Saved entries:

============

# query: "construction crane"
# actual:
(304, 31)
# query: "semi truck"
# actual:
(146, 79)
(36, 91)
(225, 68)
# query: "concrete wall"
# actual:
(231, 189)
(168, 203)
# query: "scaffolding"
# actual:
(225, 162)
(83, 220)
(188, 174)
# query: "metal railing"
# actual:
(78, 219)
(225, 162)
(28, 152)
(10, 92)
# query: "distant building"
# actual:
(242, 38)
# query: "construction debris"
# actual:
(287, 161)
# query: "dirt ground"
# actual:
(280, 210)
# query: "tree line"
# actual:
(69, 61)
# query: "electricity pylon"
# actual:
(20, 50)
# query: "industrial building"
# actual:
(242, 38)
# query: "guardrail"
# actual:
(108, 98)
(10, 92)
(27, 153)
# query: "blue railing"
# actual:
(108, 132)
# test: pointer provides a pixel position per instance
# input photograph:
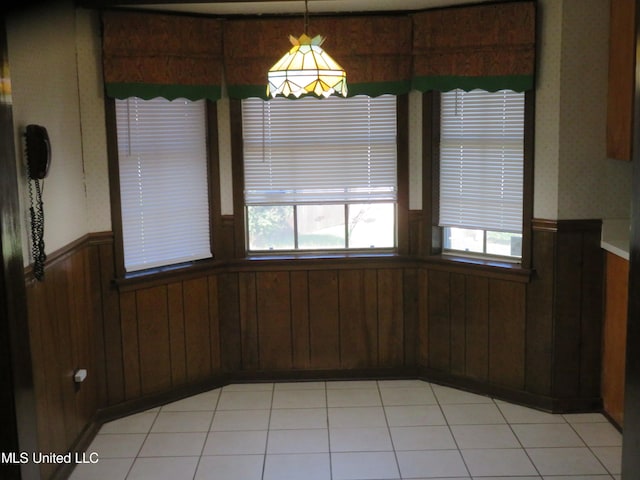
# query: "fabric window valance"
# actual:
(156, 55)
(489, 47)
(375, 51)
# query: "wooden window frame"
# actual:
(432, 241)
(213, 186)
(402, 202)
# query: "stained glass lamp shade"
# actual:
(306, 69)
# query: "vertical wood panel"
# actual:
(423, 318)
(592, 308)
(214, 324)
(458, 324)
(324, 319)
(390, 319)
(249, 321)
(439, 334)
(540, 312)
(506, 333)
(411, 316)
(357, 338)
(130, 345)
(229, 312)
(197, 332)
(477, 328)
(274, 320)
(153, 328)
(568, 311)
(615, 336)
(112, 327)
(175, 311)
(300, 319)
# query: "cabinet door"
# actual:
(621, 79)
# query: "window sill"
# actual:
(483, 267)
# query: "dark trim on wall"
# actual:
(19, 430)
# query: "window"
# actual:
(481, 172)
(320, 174)
(162, 160)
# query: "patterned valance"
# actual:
(172, 56)
(375, 51)
(491, 47)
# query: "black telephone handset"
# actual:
(38, 151)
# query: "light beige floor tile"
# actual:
(236, 443)
(117, 445)
(353, 397)
(137, 423)
(484, 436)
(299, 399)
(410, 415)
(498, 462)
(519, 414)
(360, 439)
(431, 463)
(105, 469)
(201, 402)
(226, 420)
(248, 387)
(170, 422)
(547, 435)
(452, 396)
(346, 417)
(299, 386)
(611, 458)
(601, 434)
(408, 396)
(422, 438)
(173, 445)
(230, 467)
(473, 414)
(249, 400)
(290, 418)
(166, 468)
(340, 384)
(364, 466)
(309, 466)
(565, 461)
(298, 441)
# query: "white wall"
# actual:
(54, 54)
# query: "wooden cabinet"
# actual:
(615, 336)
(621, 79)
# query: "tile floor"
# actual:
(352, 430)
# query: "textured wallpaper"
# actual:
(42, 59)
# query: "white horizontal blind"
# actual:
(163, 181)
(481, 160)
(310, 150)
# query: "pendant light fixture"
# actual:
(306, 69)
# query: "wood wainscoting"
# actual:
(531, 337)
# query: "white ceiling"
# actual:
(233, 7)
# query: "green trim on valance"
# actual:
(445, 83)
(148, 91)
(372, 89)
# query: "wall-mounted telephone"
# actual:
(38, 153)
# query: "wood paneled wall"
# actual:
(531, 337)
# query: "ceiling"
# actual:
(265, 7)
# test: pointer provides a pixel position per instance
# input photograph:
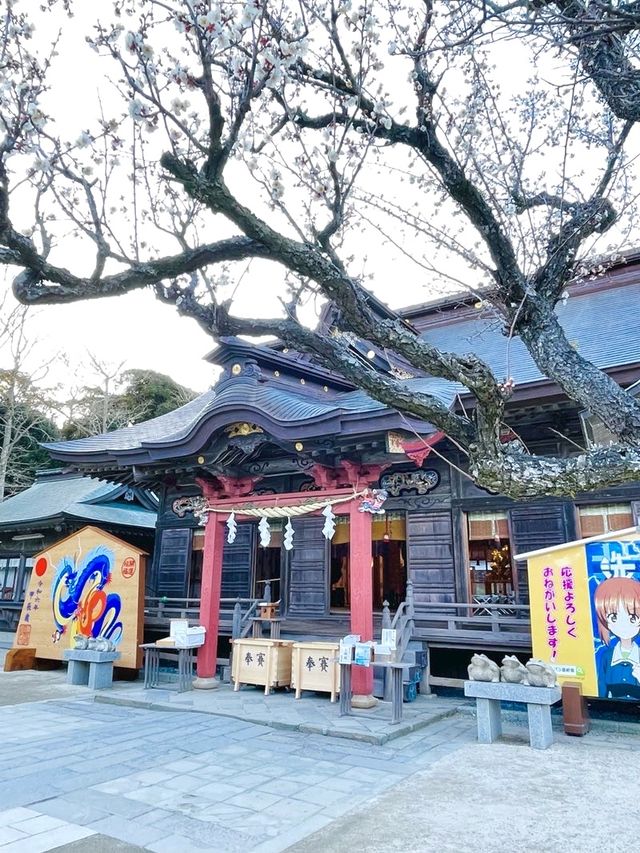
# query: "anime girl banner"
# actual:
(89, 584)
(585, 613)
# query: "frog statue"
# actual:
(482, 668)
(512, 671)
(541, 674)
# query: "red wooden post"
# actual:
(361, 587)
(214, 536)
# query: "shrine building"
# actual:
(262, 481)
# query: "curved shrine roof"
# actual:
(80, 497)
(282, 410)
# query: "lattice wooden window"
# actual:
(488, 525)
(607, 518)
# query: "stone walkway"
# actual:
(311, 714)
(73, 772)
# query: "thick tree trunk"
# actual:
(580, 379)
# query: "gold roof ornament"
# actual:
(240, 429)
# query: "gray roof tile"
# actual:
(74, 496)
(593, 322)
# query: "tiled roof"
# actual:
(595, 323)
(279, 404)
(80, 497)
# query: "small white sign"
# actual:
(362, 655)
(345, 654)
(389, 638)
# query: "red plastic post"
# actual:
(214, 535)
(361, 587)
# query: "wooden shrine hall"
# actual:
(275, 480)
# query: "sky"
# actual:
(137, 329)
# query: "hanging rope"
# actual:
(256, 511)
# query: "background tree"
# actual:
(23, 423)
(295, 131)
(121, 398)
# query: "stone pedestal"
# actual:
(363, 701)
(91, 668)
(205, 683)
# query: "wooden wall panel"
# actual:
(430, 557)
(172, 562)
(536, 526)
(237, 562)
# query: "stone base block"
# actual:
(363, 702)
(205, 683)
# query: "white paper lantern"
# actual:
(265, 532)
(329, 527)
(288, 536)
(232, 528)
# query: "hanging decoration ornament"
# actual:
(255, 510)
(265, 532)
(329, 527)
(288, 536)
(232, 527)
(372, 500)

============

__AIM OF THE EXERCISE__
Repeat the data exactly, without the pictures.

__ANSWER TO THE PROBLEM__
# query: "construction crane"
# actual:
(304, 31)
# query: "semi truck"
# actual:
(146, 79)
(36, 91)
(225, 68)
# query: "concrete wall"
# actual:
(231, 189)
(168, 203)
# query: "scaffolding"
# actual:
(225, 162)
(83, 220)
(188, 174)
# query: "metal railing"
# actual:
(78, 219)
(225, 162)
(28, 152)
(10, 92)
# query: "distant building"
# actual:
(242, 38)
# query: "construction debris"
# actual:
(287, 161)
# query: "dirt ground"
# actual:
(280, 210)
# query: "tree line"
# actual:
(69, 61)
# query: "electricity pylon"
# actual:
(20, 50)
# query: "industrial building"
# actual:
(242, 38)
# query: "guardrail"
# actual:
(108, 98)
(10, 92)
(27, 153)
# query: "blue railing"
# actual:
(108, 132)
# test: pointer provides a pixel position per instance
# input photograph:
# query: "fabric window valance"
# actual:
(156, 55)
(489, 47)
(375, 51)
# query: "wooden window frame"
# actual:
(432, 241)
(213, 186)
(402, 202)
# query: "stained glass lamp shade"
# actual:
(306, 69)
# query: "vertical wood panel"
# actual:
(423, 318)
(592, 308)
(214, 324)
(458, 324)
(324, 319)
(390, 319)
(249, 321)
(439, 334)
(540, 312)
(506, 333)
(411, 316)
(357, 338)
(130, 345)
(229, 312)
(197, 332)
(477, 328)
(274, 320)
(153, 328)
(568, 311)
(615, 336)
(112, 327)
(175, 311)
(300, 319)
# query: "cabinet door"
# actual:
(621, 79)
# query: "window sill"
# actual:
(483, 267)
# query: "dark trim on wall"
# actual:
(19, 430)
# query: "window"
# actual:
(481, 172)
(320, 174)
(162, 160)
# query: "patterned valance"
# actual:
(172, 56)
(375, 51)
(491, 47)
# query: "black telephone handset"
# actual:
(38, 151)
# query: "light beige floor tile"
# actual:
(236, 443)
(117, 445)
(353, 397)
(137, 423)
(484, 436)
(299, 399)
(410, 415)
(498, 462)
(519, 414)
(360, 439)
(431, 463)
(105, 469)
(201, 402)
(226, 420)
(248, 387)
(170, 422)
(547, 435)
(452, 396)
(346, 417)
(299, 386)
(611, 458)
(601, 434)
(408, 396)
(422, 438)
(173, 445)
(230, 467)
(473, 414)
(249, 400)
(290, 418)
(166, 468)
(340, 384)
(364, 466)
(309, 466)
(565, 461)
(298, 441)
# query: "white wall"
# actual:
(54, 54)
# query: "wooden cabinet"
# actual:
(615, 336)
(621, 79)
# query: "tile floor"
# actual:
(352, 430)
# query: "textured wallpaper"
# actual:
(42, 59)
# query: "white horizontal blind"
# actual:
(163, 181)
(481, 160)
(310, 150)
# query: "pendant light fixture"
# actual:
(306, 69)
# query: "wood wainscoting"
# actual:
(531, 337)
# query: "white ceiling"
# actual:
(233, 7)
# query: "green trim on valance"
# actual:
(445, 83)
(148, 91)
(372, 89)
# query: "wall-mounted telephone"
# actual:
(38, 153)
# query: "wood paneled wall"
# actual:
(531, 337)
# query: "ceiling"
# actual:
(265, 7)
# test: pointer provides a pixel position per instance
# input photograph:
# query: "anime girl banner"
# actual:
(89, 584)
(585, 613)
# query: "frog statue"
# actual:
(482, 668)
(512, 671)
(541, 674)
# query: "red wooden post"
# actual:
(361, 587)
(214, 536)
# query: "shrine building"
# actual:
(262, 481)
# query: "curved shrine roof"
# actual:
(80, 497)
(282, 410)
# query: "lattice wooden window"
# actual:
(488, 525)
(607, 518)
# query: "stone walkway"
# actual:
(311, 714)
(73, 772)
# query: "thick tree trunk"
# actual:
(580, 379)
# query: "gold roof ornament"
# actual:
(240, 429)
# query: "gray roof tile"
# actual:
(74, 496)
(593, 322)
# query: "tiled roof"
# actual:
(595, 323)
(279, 404)
(80, 497)
# query: "small white sign"
# actual:
(362, 655)
(345, 654)
(389, 638)
# query: "red plastic post"
# actual:
(214, 535)
(361, 587)
# query: "wooden shrine hall"
# actual:
(275, 480)
# query: "sky"
# actual:
(137, 329)
# query: "hanging rope"
# actual:
(256, 511)
# query: "background tree"
# actual:
(23, 423)
(295, 131)
(121, 398)
# query: "stone pedestal"
# actual:
(363, 701)
(91, 668)
(205, 683)
# query: "wooden wall panel"
# actual:
(430, 557)
(172, 562)
(536, 526)
(237, 562)
# query: "stone base block"
# actual:
(363, 702)
(205, 683)
# query: "white paper lantern"
# actual:
(265, 532)
(329, 527)
(288, 536)
(232, 528)
# query: "hanging decoration ornament"
# actual:
(255, 510)
(265, 532)
(329, 527)
(288, 536)
(232, 527)
(372, 500)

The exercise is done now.